(Labeled-object pointing entries)
○ ○ ○

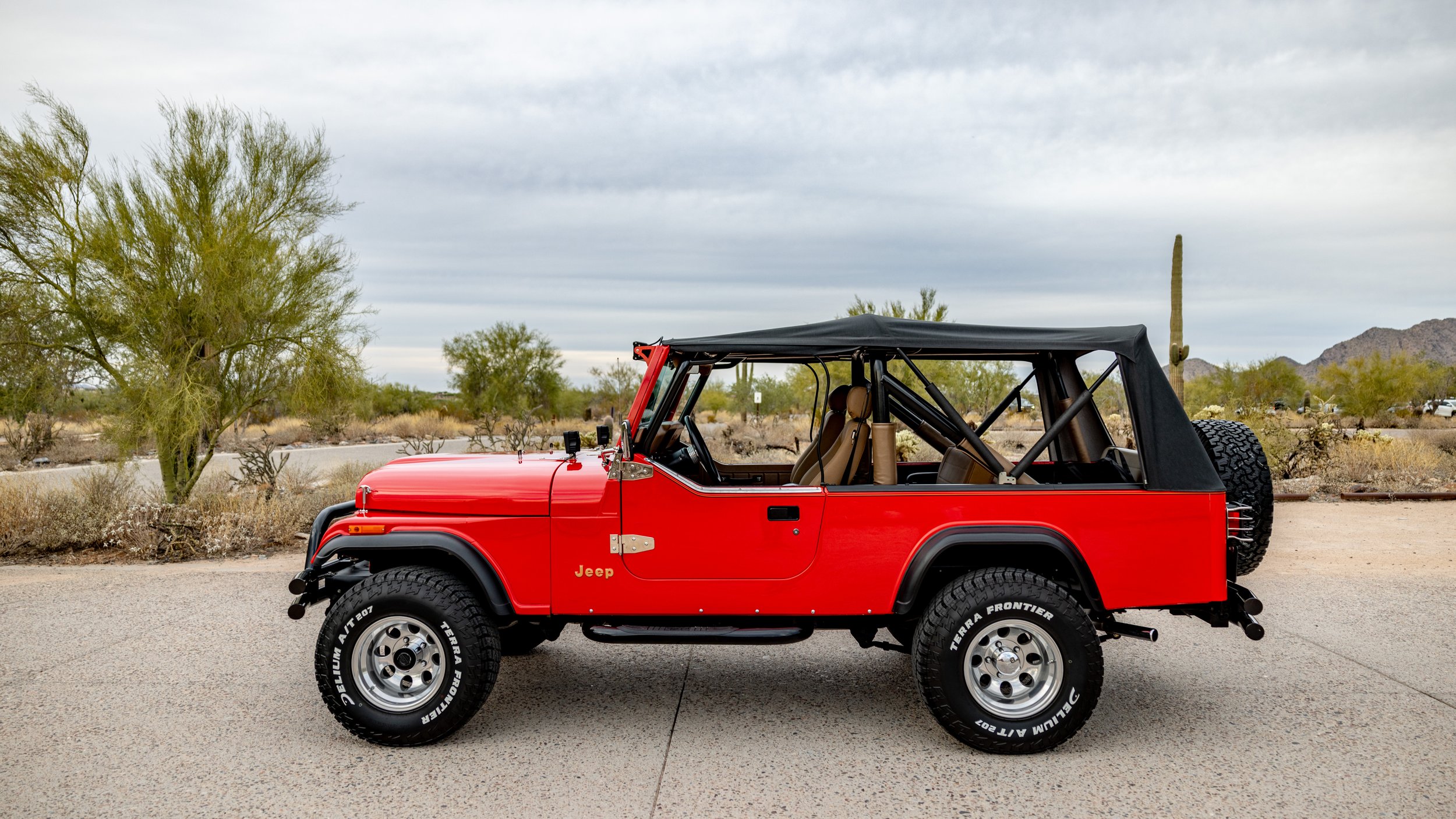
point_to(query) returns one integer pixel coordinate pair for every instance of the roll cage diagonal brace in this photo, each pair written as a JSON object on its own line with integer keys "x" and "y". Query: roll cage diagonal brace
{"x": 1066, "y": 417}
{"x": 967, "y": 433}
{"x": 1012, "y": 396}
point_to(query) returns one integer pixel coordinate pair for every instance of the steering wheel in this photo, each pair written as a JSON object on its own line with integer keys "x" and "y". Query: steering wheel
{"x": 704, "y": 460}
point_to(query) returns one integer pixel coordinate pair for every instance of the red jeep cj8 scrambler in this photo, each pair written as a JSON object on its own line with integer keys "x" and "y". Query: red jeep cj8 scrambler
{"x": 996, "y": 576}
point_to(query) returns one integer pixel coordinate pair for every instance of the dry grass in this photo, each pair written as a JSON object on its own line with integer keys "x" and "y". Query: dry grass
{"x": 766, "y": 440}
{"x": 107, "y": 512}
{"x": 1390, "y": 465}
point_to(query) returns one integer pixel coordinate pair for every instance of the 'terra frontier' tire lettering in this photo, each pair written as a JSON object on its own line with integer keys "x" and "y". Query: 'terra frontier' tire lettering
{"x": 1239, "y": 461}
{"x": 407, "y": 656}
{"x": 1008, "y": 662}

○ ○ ○

Reproduce all of the material above word for word, leaving out the picture.

- Task solution:
point_to(query) returns one integer pixel coordinate pair for every instance of the roll cage diagonal brace in this photo, each pair written as a JSON object on its own line with integer keys "x" and "y". Query: roll cage diagonal brace
{"x": 1066, "y": 417}
{"x": 967, "y": 433}
{"x": 1012, "y": 396}
point_to(query) returns one integer pixel coordinate pair for every instance of the steering wheel in this photo, each pair written as a JSON object on its own line with integer keys "x" and "y". Query: steering wheel
{"x": 704, "y": 460}
point_to(query) returns one integer pixel coordinate pair for every instance of the red jeep cj8 scrambler in this photo, each pair written as a JSON object on its own line with integer keys "x" and "y". Query: red jeep cj8 scrambler
{"x": 996, "y": 576}
point_to(query) returns one integer pixel coordinate pair for every instance of the dry grass in this photo, each pair written as a JSON object on its own line with integer keys "x" and "y". Query: dry grass
{"x": 766, "y": 440}
{"x": 107, "y": 512}
{"x": 1390, "y": 465}
point_to(query) returns one integer pixel coordinate pair for every instance of the 'terra frontier' tire lettering in this photo, each pair written as a JSON object on its own line with integer keys "x" and "y". Query: 'terra frontier' tire lettering
{"x": 1239, "y": 461}
{"x": 407, "y": 656}
{"x": 1008, "y": 662}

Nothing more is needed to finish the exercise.